++++ Text to read ++++

CADDY is a collaborative project funded by the European Community's Seventh Framework Programme FP7 - Challenge 2: Cognitive Systems and Robotics - under grant agreement n° 611373.

Small or medium-scale focused research project (STREP)
Duration: 36 months (January 2014 – December 2016)
Budget: 4.881.103 € (EU contribution 3.679.931 €)
EMRA'16 - 3rd CADDY workshop

RESULTS / Understand diver behaviour

SO1. Achieve full understanding of diver behaviour through interpretation of both conscious (symbolic hand gestures) and unconscious (pose, physiological indicators) nonverbal communication cues.


SO1.a. Develop efficient and near real-time algorithms for diver pose estimation and gesture recognition based on acoustic and visual conceptualization data obtained in a dynamic and  unstructured underwater environment.


During the first two years of the project the following advances have been made with respect to this subobjective:

  • algorithms for hand gesture recognition using stereo camera imagery
  • algorithms for hand detection using multibeam sonar imagery
  • algorithms for diver pose recognition and localization from mono and stereo imagery
  • algorithms for diver pose and localization recognition using the sonar imagery

The first bulletpoint has proven to be the most efficient in real experiments hence this approach was chosen as the most robust one. Pose recognition using sonar imagery is chosen for determining the position of the diver, used afterwards in cooperative control between the surface vehicle, the underwater vehicle and the diver. A summary of the main methods developed for each task with the different sensors during whole projects is presented as follows.



Diver hand gesture recognition


The stereo-image based method relies mainly on a feature aggregation algorithm developed to cope with the highly variant underwater imagery: Multiple-Descriptor Nearest Class-Mean Forest (MD-NCMF). The main idea behind this, is that different image descriptors are robust against different type of distortions; thus, by aggregating their information without compressing them, a classifier can be made more robust and accurate. However, 3D information generated from the stereo images is used to create saliency areas to locate the hands, as well as Haar-cascade classifiers; then the classification of the gesture is done using only 2D information as shown in Fig. SO1.1. It is also important to mention that during the research and experimentation process, different QR and colour markers were tested on the diver’s gloves. Nevertheless, image quality and light attenuation prevents their use for gesture classification; on the other hand, they provide enough image texture to generate 3D information and facilitated the hand detection process.

++++ Raw records ++++

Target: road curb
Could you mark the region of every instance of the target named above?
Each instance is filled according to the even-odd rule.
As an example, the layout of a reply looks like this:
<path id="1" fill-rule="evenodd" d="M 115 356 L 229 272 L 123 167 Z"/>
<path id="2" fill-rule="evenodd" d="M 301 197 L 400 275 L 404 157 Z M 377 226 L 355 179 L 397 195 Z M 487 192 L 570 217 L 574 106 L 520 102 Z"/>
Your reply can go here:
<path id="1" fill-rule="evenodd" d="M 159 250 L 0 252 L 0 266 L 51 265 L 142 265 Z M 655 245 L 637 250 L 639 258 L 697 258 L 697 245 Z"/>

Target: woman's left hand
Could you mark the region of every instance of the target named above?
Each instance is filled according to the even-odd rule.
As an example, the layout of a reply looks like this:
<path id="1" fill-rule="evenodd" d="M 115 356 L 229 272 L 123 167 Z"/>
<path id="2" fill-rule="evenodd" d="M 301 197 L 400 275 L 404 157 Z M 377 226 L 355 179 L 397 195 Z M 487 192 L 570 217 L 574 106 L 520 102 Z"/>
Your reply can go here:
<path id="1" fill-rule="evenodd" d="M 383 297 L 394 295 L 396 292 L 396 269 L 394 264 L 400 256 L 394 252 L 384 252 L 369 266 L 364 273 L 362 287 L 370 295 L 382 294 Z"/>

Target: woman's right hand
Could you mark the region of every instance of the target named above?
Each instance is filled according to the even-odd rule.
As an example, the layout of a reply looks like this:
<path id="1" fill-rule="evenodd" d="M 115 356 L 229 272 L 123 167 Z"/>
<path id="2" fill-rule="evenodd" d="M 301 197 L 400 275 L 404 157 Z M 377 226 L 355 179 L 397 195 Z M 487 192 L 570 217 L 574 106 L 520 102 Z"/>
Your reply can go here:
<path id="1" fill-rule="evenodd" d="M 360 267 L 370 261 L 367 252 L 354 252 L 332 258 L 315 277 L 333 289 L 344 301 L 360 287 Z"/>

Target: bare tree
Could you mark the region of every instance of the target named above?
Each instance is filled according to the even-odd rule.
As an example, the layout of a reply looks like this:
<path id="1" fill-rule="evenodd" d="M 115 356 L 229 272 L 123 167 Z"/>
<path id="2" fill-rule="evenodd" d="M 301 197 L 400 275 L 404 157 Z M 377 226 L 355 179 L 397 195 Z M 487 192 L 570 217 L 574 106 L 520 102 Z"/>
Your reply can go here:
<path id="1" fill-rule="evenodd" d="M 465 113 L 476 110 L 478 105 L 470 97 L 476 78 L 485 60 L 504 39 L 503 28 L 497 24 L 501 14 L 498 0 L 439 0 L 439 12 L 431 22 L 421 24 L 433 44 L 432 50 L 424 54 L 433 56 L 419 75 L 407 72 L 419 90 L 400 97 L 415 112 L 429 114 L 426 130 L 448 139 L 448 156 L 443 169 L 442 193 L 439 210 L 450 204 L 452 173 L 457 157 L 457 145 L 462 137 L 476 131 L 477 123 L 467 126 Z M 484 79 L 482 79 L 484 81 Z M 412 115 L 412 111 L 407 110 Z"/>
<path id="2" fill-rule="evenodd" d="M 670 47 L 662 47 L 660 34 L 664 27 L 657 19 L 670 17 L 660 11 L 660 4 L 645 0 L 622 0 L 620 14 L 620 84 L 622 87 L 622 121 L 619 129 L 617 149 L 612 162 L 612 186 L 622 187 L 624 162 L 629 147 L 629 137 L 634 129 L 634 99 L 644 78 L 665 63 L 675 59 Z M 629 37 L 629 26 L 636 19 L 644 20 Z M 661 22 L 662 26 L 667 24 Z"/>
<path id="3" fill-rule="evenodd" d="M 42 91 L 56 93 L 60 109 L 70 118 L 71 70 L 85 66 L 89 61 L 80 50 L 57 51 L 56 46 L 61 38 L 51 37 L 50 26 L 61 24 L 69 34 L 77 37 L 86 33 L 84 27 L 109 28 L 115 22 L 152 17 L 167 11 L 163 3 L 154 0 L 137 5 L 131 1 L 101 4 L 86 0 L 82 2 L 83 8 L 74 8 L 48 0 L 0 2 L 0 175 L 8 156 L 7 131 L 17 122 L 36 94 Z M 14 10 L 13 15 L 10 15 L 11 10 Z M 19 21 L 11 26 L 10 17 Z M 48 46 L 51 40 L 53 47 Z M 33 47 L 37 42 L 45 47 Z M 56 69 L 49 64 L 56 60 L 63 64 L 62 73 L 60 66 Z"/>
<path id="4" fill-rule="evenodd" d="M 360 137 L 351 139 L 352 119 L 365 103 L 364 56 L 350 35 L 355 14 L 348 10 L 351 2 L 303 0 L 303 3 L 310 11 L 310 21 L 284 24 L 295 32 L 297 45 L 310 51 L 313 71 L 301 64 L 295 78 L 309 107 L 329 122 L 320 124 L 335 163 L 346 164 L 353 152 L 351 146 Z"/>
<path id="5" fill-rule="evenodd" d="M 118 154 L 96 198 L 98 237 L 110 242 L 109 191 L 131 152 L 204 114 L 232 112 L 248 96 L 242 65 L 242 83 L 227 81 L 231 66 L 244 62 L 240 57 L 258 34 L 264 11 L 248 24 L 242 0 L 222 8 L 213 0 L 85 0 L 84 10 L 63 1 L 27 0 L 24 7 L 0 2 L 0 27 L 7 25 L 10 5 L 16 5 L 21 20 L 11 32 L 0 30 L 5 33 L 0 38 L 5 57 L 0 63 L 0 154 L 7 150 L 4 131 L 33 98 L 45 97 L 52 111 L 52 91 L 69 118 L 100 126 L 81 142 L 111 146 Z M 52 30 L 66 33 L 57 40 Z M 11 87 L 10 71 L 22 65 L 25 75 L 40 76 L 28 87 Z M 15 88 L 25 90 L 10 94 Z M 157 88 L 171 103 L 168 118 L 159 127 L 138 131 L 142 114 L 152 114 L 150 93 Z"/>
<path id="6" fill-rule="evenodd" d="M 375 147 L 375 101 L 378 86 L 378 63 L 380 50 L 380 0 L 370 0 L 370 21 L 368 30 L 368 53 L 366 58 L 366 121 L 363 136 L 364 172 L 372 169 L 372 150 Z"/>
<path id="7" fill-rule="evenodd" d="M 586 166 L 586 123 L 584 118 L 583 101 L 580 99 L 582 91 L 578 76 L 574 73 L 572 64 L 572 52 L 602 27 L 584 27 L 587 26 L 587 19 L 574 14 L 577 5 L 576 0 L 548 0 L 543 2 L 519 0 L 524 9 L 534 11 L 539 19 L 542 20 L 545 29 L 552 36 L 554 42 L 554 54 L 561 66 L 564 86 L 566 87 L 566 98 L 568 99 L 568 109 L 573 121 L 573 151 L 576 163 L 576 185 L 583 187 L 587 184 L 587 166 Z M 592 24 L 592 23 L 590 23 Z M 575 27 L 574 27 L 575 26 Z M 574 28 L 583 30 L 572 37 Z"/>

++++

Directions:
a - List the advances that the CADDY diver-behaviour text reports for subobjective SO1.a during the first two years of the project.
b - Extend the CADDY diver-behaviour text past its last sentence.

Answers for this exercise:
a -
- algorithms for hand gesture recognition using stereo camera imagery
- algorithms for hand detection using multibeam sonar imagery
- algorithms for diver pose recognition and localization from mono and stereo imagery
- algorithms for diver pose and localization recognition using the sonar imagery

b -
Fig. SO1.1. General framework diagram for hand gesture recognition. The different stages of the process are colour coded. (Red) Image acquisition (Blue) Hand detection (Green) Gesture Classification



Fig. SO1.2. (Left) Hand detection using 2D features in Haar cascades (Middle) Disparity map generated from stereo camera (Right) Processed disparity map for hand detection using 3D information


Hand gesture based on sonar imagery is described as follows. Hand detection is performed using a cascade of boosted classifiers based on Haar-like features proposed by Viola and Jones. In the 1st year, this detector was only trained to detect five hand gestures containing different number of visible fingers.



Fig. SO1.3. Three images of hand detection in sonar image using a cascade of boosted classifiers based on Haar-like features.


After hand detection step, area marked by cascade classifier is used for further processing and gesture recognition. Two approaches were used for gesture recognition. First, a convex hull method that uses binary thresholded image to extract the contour of the hand and calculate a convex hull around the hand, resulting in the detection of fingertips. Second, a multiclass support vector machine was used to classify five different gestures shown below.




Fig. SO1.4. Gesture recognition from sonar by convex hull method. Convex hull (top left); all convexity defects (top right); filtered convexity defects (bottom)


Both methods showed good results. By combining both the robustness increased to 98% accuracy in this 5 classes.



Diver pose recognition and localization


As stated before, the system mainly relies on sonar data to locate and follow the diver. Acoustic data presents less distortions than camera data and, opposite to the hand gesture recognition module, not such fine details are needed to recognize the diver. This also allows the AUV to keep a greater distance to the diver guaranteeing his safety; camera needs to be 3 meters or closer to the diver in order to extract useful information about his pose or behaviour.

The method based on sonar readings, thresholds the image and detects the diver contours. First, the image is blurred to smooth the sonar noise, then a binary image is created based on a user-defined threshold, setting high-value regions to white. Since the Cartesian space sonar image is used, which has a sector shape, and all the image processing algorithms work on rectangular images, the outside of the useful sonar image is coloured in neutral grey to avoid artefacts on the edge region. The detected contours are later processed to find the ones that might represent the diver.



Fig. SO1.5. Detecting diver silhouette (left) and exhale bubbles (right) in sonar images.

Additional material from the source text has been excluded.